▶ **OBJECTIVE**
Reproduce the material from the line containing "spot the black metal post in the photo above" through its end, keeping every line unchanged except the x, y coordinate pairs. Multiply each coordinate by 1.3 and round to a whole number, rounding halves up.

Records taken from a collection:
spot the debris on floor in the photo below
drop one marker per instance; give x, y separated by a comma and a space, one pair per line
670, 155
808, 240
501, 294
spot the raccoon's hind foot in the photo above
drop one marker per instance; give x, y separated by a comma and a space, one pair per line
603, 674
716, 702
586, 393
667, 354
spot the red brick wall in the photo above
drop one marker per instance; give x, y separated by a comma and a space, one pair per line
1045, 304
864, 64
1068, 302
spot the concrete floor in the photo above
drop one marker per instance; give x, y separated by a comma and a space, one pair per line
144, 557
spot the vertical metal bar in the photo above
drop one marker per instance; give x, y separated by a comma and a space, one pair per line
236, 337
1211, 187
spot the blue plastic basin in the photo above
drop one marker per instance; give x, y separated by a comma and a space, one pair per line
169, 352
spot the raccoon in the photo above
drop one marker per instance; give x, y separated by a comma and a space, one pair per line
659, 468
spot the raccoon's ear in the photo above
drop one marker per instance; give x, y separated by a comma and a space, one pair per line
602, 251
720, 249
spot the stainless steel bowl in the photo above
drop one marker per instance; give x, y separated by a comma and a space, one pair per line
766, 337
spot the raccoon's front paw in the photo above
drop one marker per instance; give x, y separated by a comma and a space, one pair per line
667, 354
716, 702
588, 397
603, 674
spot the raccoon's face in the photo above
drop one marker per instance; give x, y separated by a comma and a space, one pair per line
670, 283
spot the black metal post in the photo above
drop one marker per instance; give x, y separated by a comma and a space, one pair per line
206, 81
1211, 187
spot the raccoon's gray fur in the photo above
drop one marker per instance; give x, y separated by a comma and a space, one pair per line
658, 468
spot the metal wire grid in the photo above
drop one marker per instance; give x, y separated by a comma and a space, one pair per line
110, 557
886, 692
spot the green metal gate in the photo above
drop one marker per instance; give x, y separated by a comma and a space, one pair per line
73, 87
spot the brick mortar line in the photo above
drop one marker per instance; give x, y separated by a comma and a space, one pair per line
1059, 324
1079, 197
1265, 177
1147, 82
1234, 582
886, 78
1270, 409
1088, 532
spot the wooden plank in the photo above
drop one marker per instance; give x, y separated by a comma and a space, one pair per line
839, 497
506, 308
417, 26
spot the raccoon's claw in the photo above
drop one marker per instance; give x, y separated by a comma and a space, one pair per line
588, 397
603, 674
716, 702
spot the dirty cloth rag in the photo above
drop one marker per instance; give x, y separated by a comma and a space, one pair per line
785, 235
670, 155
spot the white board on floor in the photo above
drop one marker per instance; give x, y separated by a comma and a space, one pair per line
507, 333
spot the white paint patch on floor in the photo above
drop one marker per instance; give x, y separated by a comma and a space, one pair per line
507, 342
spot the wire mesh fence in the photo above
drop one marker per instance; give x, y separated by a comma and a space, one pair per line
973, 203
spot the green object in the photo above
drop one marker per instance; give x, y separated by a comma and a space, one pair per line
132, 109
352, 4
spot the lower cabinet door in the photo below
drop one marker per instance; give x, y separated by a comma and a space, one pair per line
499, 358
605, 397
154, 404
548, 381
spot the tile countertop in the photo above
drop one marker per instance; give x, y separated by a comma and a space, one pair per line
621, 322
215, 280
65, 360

▶ **SOLUTION**
spot the black metal post in the photo above
drop one marker per instance; give x, y separated by a comma and a space, one pair per line
268, 105
1574, 243
spot the raccoon's gray fur in the photo above
drop one marker per instance; give x, y separated by a comma and a space, one pair per line
855, 608
spot the metal wire grid in the photo above
drop one marker per instance; give x, y separated by a comma and a space, one pair per line
143, 724
1152, 900
spot the green metal gate in the photo above
drop one marker per instance; give x, y separated by a comma and a space, one pair per line
95, 113
spot the brick mortar line in the photo above
drop one marker per instance; give x, y separated by a comma and a space, one pair per line
1377, 421
1403, 256
1645, 230
1491, 107
1604, 757
1152, 101
1651, 532
1414, 692
spot the wooden plank in the photo above
drop one marker per instance; give x, y separated by a comma and a space, one pair per line
1091, 646
658, 400
542, 34
spot the raccoon's claw in the photo above
drop one marker per instance; give x, y separated by a comma and a space, one pair per line
764, 516
784, 876
931, 913
spot the dirty cloth rag in the photo above
drop one marker per instance; give x, y separated by a comma and a space, one pair per line
1021, 306
871, 202
spot the white board on floor in the photo above
drop one marker per instance; give x, y separated by a comma and a space, one pair per line
659, 433
spot the white paint patch on floor in the photo above
drop one marker per instance; give x, y separated by a comma and a space, one pair per line
659, 445
spot the wire mesh fence in the photo above
drop one marker per instance; give x, y separated by a comma and a space, one pair per line
1265, 264
spot the green object in the photo above
drop one marker per instance; give x, y separated by a comma and a space, one pair per line
172, 142
458, 5
spot the lower cabinet door in the photo below
drop one marker per instance; give x, y separated by a comma and a space, one pair per line
649, 465
787, 516
200, 525
712, 495
spot the tile countertop in the photo above
drop one marker per instance; give x, y separated by a comma and a space, one pair per line
807, 419
280, 364
85, 468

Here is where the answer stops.